課題 A: 油圧モータの文章のうち「図6で示す従来技術の欠点を解消するため」で始まる段落を、主な事実を残して短い箇条書きにまとめよ。
課題 B: 油圧モータの文章から、「油圧モータ100Jにおいて、」から「ら取り外さなければならない。」までを両端も含めて一字も変えずに抜き出せ。
課題 C: 油圧モータの文章の最後の一文の後に続く内容を書け。

原文:
****************************************

そしてオイルシールの交換作業は、オイルシールの性能を維持して潤滑油の漏洩を防止のために、非常に重要な作業である。
【0003】
従来の油圧モータ100Jが図6で示されている。
油圧モータ100Jにおいて、シールSの交換に際しては、次の(1)〜(3)の手順が行われる。
(1)図6におけるボルトBを外し、
(2)図6におけるキーKを外し、
(3)図6におけるフランジFを、例えば、銅ハンマーで白抜きの矢印方向に叩いて、モータハウジングCから外す。
しかし、フランジFを外すと、部品(例えば、シャフトシールM)が落下して紛失の恐れがある。
また、軸受BRが外れて、シャフトSTが外れてしまう恐れもある。
さらに、ボルトBを外すに際しては六角レンチが必要となるが、油圧モータ100Jの設置場所に当該六角レンチが準備されていない場合が多い。
【0004】
図6で示す従来技術の欠点を解消するため、フランジとハウジングを一体化してモータハウジングを構成する油圧モータ100Kが存在する(図7)。
図7で示す油圧モータ100Kでは、フランジを外す必要がなく、シールケース40をモータハウジング10Jから外すことによりシール交換が可能である。
そして図7で示す油圧モータ100Kでは、シールケース40はスナップリングSRによりモータハウジング10Jに取り付けられている。
ここで、シールケース40をモータハウジング10Jから外すためには、スナップリングSRをモータハウジング10Jから取り外さなければならない。
しかし、スナップリングSRはプライヤ(図示せず)で取り外す必要がある。そして、スナップリングSRを図示しないプライヤによりモータハウジング10Jから取り外す作業は、モータハウジング10Jの端面(図7では上方の端面)に形成された微細な隙間からプライヤをモータハウジング10J内に入れなければならないため、非常に困難である。
【0005】
また、シールケース40をモータハウジング10Jから取り外す際に、シールケース40がモータハウジング10Jに対して傾斜してしまうと、傾斜したシールケース40の端部がモータハウジング10Jに当接して(いわゆる「こじれた」状態となり)、シールケース40が取り出せなくなってしまう。
従って、シールケース40がモータハウジング10Jに対して傾斜することなく取り出す必要があるが、そのためには、特別な治具が必要となり、少なからぬ労力が必要である。

****************************************

与えられた行:
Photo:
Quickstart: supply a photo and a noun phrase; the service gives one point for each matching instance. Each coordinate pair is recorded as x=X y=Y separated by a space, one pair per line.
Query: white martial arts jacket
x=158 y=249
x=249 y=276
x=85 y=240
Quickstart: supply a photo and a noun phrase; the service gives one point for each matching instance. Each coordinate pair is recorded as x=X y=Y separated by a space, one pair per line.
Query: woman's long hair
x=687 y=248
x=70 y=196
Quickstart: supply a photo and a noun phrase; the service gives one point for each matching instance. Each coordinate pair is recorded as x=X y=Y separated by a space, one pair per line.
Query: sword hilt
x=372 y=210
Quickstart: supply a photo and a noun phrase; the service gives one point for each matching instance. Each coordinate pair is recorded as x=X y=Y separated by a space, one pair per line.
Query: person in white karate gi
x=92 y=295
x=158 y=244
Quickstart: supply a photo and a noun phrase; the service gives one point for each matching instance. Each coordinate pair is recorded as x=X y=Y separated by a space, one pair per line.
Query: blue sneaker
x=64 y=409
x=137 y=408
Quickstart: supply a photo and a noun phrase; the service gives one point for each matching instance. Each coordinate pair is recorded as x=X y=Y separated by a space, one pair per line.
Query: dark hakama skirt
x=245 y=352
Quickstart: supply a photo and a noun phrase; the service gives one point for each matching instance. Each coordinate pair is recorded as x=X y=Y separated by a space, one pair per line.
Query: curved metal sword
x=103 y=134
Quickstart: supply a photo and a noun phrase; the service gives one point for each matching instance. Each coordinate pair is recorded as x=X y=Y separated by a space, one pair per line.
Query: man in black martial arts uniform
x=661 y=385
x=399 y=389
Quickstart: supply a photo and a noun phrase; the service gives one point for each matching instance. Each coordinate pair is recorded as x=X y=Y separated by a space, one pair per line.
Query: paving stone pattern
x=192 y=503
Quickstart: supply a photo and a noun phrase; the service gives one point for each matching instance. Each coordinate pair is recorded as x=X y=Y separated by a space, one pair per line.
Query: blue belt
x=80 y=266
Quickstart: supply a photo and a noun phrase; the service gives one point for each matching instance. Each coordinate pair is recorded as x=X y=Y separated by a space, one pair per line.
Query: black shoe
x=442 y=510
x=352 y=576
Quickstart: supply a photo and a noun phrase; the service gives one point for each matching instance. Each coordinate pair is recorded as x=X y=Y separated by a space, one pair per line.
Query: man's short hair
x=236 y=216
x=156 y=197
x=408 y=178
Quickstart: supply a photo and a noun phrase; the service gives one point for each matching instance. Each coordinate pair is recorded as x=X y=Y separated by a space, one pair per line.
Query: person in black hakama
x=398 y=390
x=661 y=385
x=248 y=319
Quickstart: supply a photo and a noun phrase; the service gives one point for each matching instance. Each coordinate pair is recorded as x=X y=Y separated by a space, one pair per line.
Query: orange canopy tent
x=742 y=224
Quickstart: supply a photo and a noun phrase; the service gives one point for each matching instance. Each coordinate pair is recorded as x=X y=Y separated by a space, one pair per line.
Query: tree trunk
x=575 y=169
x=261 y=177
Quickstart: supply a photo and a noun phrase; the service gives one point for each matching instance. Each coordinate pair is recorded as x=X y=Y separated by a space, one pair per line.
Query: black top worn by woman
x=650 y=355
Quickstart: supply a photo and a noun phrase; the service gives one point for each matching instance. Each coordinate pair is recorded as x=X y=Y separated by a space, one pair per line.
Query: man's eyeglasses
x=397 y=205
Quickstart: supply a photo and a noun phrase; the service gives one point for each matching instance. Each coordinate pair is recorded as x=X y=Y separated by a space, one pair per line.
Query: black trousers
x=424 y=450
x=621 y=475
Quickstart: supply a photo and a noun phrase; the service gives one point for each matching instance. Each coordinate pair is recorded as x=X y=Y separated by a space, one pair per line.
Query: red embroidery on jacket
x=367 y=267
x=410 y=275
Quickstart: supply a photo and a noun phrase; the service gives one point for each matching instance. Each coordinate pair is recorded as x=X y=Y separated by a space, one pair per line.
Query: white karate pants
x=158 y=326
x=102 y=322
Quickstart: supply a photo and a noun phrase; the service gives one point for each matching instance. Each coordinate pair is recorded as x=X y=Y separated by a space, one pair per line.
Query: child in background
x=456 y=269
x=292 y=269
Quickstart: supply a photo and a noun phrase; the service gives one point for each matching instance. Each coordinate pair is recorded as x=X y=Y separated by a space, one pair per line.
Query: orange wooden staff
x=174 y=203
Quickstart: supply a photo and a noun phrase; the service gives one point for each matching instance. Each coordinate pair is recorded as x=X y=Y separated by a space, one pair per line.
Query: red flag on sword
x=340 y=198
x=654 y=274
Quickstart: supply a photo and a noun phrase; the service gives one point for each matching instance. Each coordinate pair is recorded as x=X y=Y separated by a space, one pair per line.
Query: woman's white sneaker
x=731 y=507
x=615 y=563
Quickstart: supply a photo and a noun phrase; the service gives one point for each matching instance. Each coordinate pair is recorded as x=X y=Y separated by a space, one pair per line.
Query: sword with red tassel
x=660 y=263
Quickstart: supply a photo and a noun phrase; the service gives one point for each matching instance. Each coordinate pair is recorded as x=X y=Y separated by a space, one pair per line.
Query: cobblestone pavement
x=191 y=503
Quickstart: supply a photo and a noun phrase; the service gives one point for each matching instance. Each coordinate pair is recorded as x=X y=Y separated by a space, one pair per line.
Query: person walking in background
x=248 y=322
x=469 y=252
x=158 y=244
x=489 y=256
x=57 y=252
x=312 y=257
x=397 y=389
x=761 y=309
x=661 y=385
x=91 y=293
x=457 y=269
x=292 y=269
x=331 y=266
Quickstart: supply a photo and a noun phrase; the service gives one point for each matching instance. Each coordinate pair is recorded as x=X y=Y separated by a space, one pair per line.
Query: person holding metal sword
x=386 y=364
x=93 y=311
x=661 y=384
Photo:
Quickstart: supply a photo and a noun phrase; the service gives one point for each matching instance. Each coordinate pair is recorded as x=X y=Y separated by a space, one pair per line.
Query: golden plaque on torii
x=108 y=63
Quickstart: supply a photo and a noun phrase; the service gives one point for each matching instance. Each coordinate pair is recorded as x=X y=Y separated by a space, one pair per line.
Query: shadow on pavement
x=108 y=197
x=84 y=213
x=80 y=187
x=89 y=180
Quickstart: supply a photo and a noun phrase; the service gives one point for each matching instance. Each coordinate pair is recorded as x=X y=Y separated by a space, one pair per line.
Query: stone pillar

****************************************

解答 A:
- 図6の従来技術の欠点を解消するため、フランジとハウジングを一体化してモータハウジングを構成する油圧モータ100Kがある(図7)。
- 油圧モータ100Kではフランジを外す必要がなく、シールケース40をモータハウジング10Jから外せばシールを交換できる。
- シールケース40はスナップリングSRでモータハウジング10Jに取り付けられているため、シールケース40を外すにはスナップリングSRを取り外さなければならない。
- スナップリングSRの取り外しにはプライヤが必要である。モータハウジング10Jの端面にある微細な隙間からプライヤを入れなければならず、作業は非常に困難である。

解答 B:
油圧モータ100Jにおいて、シールSの交換に際しては、次の(1)〜(3)の手順が行われる。
(1)図6におけるボルトBを外し、
(2)図6におけるキーKを外し、
(3)図6におけるフランジFを、例えば、銅ハンマーで白抜きの矢印方向に叩いて、モータハウジングCから外す。
しかし、フランジFを外すと、部品(例えば、シャフトシールM)が落下して紛失の恐れがある。
また、軸受BRが外れて、シャフトSTが外れてしまう恐れもある。
さらに、ボルトBを外すに際しては六角レンチが必要となるが、油圧モータ100Jの設置場所に当該六角レンチが準備されていない場合が多い。
【0004】
図6で示す従来技術の欠点を解消するため、フランジとハウジングを一体化してモータハウジングを構成する油圧モータ100Kが存在する(図7)。
図7で示す油圧モータ100Kでは、フランジを外す必要がなく、シールケース40をモータハウジング10Jから外すことによりシール交換が可能である。
そして図7で示す油圧モータ100Kでは、シールケース40はスナップリングSRによりモータハウジング10Jに取り付けられている。
ここで、シールケース40をモータハウジング10Jから外すためには、スナップリングSRをモータハウジング10Jから取り外さなければならない。

解答 C:
【0006】
すなわち、油圧モータにおいて、フランジを外す手間が不必要で、且つ、シールケースが容易に取り外せるシール機構が望まれているが、その様なシール機構は未だに提案されていない。
【0007】
その他の従来技術として、慣性で回転している際のキャビテーションを防止して、作動油がハウジング外側に漏出することを防止する油圧モータが提案されている(特許文献1参照)。
しかし、係る従来技術(特許文献1)は、作動油の通路および逆止弁の配置に関する技術であり、フランジを外す手間が不必要で且つシールケースが容易に取り外せるシール機構を提供するものではない。
【先行技術文献】
【特許文献】
【0008】
【特許文献1】特開平10−30547号公報
【発明の概要】
【発明が解決しようとする課題】
【0009】
本発明は上述した従来技術の問題点に鑑みて提案されたものであり、フランジを外す手間が不必要で、且つ、シールケースが容易に取り外せるシール機構を有する油圧モータの提供を目的としている。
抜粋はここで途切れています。